WHAT TO WORK ON
Filter the rows below, copying out each line that contains the word "trace".

Spatial annotation records:
============================================================

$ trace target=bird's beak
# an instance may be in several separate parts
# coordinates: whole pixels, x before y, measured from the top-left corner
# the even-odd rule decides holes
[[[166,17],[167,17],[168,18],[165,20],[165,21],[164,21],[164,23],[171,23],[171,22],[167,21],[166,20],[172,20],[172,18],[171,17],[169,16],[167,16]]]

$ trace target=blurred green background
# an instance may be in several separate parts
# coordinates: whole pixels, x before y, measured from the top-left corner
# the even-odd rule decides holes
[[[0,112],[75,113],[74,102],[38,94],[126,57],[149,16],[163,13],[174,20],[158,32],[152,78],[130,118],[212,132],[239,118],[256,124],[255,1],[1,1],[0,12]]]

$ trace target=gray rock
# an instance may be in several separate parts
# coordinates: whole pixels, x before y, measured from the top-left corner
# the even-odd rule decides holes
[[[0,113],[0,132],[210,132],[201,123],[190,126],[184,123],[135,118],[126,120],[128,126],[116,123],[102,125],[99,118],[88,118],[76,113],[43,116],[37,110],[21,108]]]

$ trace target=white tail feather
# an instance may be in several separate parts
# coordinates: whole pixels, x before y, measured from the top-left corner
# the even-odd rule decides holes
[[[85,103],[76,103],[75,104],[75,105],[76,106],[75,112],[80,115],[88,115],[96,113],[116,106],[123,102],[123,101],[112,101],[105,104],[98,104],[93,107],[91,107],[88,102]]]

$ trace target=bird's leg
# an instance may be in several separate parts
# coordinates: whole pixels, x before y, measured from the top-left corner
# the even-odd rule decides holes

============================================================

FULL ANSWER
$ trace target=bird's beak
$ trace target=blurred green background
$ trace target=gray rock
$ trace target=white tail feather
$ trace target=bird's leg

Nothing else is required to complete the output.